(Stored data entries)
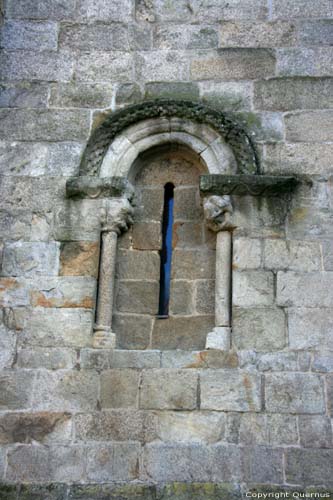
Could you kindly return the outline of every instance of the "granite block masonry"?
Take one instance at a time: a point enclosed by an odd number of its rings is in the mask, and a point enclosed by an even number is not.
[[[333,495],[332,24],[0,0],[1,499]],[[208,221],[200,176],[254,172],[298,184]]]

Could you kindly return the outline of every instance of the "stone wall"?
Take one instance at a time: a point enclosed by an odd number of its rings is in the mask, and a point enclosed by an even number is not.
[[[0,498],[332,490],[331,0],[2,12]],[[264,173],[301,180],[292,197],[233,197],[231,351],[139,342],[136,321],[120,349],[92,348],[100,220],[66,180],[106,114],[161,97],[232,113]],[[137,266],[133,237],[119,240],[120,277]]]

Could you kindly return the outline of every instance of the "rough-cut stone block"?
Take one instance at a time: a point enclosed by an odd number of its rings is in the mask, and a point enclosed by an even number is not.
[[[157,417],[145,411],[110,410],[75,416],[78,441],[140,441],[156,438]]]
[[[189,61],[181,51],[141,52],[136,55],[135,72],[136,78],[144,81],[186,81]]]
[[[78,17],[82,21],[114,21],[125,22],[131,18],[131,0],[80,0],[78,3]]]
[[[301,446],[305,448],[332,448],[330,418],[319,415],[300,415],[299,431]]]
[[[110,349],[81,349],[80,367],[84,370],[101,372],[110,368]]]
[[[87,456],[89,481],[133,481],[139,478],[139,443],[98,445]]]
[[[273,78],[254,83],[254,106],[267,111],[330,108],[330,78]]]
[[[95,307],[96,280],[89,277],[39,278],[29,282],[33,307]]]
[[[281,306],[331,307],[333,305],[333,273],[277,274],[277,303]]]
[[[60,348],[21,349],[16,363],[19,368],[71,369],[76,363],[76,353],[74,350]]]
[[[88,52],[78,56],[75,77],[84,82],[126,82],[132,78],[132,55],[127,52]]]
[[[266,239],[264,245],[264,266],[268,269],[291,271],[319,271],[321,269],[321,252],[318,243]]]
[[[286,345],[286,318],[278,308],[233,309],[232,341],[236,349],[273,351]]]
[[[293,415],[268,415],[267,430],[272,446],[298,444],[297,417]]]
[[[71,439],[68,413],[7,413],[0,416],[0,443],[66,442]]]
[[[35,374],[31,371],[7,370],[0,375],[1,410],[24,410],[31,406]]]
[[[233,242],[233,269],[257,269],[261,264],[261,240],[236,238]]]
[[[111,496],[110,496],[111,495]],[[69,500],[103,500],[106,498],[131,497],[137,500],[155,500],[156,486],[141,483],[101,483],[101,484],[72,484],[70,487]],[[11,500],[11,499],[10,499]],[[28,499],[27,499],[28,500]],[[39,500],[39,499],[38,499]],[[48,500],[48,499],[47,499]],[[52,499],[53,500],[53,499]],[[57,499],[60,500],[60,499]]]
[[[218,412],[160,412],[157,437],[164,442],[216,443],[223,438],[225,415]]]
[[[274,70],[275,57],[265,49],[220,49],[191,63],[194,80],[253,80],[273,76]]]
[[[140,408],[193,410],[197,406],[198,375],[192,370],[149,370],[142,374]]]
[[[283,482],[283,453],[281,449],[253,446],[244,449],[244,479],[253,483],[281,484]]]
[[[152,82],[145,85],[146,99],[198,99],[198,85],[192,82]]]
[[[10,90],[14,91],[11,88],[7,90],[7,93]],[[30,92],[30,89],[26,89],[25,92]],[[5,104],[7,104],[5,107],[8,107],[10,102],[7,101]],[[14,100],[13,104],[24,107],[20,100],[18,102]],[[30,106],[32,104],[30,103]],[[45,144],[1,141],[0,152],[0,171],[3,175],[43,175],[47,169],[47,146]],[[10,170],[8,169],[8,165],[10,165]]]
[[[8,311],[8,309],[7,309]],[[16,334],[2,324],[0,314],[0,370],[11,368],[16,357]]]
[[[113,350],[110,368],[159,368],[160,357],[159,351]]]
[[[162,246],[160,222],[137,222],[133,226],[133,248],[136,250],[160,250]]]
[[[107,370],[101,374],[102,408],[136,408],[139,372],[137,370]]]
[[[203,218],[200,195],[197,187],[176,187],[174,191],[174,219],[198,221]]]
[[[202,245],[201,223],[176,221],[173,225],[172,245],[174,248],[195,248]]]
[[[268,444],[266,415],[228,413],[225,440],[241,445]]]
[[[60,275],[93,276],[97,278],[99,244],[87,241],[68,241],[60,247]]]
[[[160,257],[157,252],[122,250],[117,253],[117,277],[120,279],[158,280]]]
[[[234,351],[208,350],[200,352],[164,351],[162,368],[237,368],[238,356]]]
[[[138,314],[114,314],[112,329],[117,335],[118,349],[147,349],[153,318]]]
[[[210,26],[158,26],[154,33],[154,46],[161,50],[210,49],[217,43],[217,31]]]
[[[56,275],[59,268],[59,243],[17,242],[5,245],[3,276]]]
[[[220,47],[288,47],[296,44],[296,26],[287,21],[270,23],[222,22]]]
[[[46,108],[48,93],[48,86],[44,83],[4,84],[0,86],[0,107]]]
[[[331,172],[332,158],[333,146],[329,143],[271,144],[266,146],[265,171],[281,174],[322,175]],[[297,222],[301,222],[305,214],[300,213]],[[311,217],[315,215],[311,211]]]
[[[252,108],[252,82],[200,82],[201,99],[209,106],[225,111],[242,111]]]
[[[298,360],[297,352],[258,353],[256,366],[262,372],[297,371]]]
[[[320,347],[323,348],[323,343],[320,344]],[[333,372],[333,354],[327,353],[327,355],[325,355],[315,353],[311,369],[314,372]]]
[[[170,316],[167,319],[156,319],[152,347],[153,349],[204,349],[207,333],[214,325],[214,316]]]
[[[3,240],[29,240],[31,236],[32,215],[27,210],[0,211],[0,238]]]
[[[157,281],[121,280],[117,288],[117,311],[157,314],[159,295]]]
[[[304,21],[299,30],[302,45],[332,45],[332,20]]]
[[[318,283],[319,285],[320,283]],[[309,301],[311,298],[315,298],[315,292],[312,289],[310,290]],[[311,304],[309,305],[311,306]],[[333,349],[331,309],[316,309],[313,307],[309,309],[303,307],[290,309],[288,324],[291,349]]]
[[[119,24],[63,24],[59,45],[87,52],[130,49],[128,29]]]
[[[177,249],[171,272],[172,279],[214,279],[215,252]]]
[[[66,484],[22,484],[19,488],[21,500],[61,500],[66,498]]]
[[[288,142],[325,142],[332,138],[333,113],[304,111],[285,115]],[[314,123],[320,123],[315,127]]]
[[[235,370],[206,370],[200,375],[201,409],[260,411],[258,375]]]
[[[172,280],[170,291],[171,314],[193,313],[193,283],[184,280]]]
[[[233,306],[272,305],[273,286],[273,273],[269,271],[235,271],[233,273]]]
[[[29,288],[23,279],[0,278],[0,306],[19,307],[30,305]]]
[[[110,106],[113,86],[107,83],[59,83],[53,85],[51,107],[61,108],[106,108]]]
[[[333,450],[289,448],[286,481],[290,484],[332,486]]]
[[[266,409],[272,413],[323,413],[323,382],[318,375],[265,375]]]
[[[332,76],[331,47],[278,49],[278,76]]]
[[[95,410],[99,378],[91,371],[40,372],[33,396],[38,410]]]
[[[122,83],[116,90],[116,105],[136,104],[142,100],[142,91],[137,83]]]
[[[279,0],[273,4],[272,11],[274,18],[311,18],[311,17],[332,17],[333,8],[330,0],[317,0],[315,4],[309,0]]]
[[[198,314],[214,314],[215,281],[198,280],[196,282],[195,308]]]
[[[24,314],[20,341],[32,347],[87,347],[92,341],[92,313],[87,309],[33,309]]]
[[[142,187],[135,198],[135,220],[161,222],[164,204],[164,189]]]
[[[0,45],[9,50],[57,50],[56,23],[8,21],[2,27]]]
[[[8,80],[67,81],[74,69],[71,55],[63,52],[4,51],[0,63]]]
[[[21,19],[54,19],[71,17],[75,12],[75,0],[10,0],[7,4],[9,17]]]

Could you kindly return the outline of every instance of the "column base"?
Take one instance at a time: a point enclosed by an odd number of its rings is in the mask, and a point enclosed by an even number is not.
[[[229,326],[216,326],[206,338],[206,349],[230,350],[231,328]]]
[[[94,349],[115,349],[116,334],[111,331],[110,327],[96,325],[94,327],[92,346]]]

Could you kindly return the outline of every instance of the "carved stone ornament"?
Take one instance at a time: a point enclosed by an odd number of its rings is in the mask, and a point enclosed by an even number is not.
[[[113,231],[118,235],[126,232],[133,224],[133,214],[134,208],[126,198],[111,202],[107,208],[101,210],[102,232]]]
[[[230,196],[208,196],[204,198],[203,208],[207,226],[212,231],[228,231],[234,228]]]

...

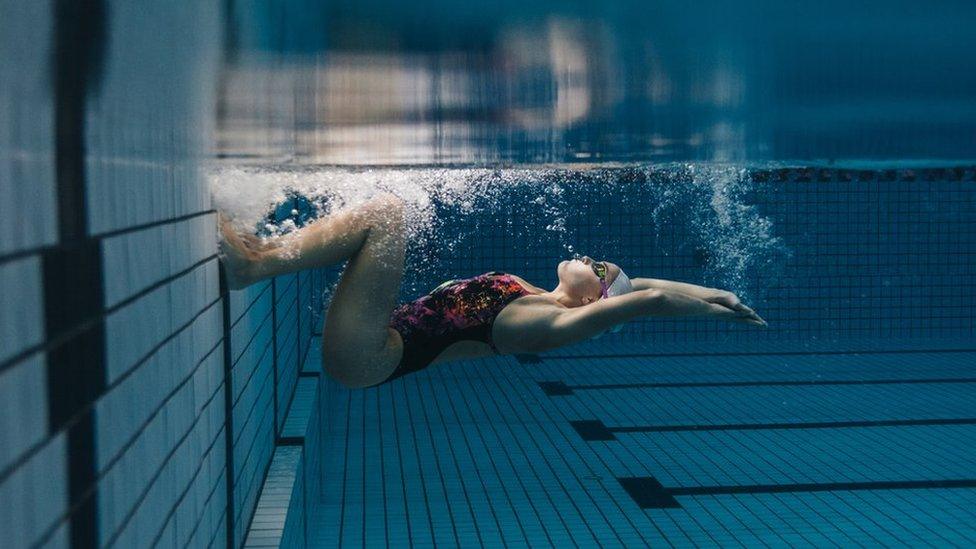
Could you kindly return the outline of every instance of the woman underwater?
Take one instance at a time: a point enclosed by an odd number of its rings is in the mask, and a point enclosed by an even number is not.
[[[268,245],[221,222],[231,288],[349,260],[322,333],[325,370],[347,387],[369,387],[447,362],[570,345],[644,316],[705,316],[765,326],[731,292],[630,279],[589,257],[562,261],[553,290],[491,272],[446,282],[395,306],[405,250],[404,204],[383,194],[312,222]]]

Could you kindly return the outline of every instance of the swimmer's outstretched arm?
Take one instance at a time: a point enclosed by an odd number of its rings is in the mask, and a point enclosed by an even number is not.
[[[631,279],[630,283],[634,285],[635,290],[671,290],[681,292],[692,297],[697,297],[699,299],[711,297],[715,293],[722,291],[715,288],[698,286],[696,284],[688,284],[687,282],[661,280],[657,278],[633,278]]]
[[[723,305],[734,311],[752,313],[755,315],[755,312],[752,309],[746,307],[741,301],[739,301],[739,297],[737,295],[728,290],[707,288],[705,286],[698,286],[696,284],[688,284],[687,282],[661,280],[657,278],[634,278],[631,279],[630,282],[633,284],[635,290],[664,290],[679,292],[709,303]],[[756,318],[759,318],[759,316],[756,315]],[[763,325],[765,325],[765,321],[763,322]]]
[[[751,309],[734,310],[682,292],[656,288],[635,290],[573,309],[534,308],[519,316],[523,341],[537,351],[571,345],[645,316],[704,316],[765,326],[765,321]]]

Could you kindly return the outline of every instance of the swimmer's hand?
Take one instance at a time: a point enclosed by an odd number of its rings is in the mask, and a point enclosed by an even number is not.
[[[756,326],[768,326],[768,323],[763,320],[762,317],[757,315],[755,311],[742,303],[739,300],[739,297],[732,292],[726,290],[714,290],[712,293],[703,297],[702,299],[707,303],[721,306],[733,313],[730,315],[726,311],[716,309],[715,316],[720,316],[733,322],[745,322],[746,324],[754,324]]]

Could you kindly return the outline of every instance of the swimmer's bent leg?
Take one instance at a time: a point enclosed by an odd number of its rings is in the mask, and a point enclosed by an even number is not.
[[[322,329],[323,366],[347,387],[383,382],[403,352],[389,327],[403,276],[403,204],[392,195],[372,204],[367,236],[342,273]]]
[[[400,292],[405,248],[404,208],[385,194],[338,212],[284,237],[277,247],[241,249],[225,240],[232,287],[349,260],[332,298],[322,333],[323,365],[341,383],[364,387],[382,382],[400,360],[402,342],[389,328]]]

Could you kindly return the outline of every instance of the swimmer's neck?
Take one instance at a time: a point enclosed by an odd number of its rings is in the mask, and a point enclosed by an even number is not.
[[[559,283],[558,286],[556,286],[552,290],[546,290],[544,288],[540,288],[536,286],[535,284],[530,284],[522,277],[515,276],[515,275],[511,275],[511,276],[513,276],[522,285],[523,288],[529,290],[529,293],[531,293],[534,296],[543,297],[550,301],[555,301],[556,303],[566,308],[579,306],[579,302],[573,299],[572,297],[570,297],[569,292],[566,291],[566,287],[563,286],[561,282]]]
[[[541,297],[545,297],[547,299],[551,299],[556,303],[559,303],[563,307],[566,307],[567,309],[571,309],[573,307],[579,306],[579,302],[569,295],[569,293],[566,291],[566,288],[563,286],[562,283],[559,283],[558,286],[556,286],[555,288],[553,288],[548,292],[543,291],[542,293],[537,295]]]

## Exercise directions
Show all lines in the entries above where the string "block" appears.

## Solution to this problem
Could you kindly return the outline of every instance of the "granite block masonry"?
Could you kindly return the outline of every instance of the "rough-cut stone block"?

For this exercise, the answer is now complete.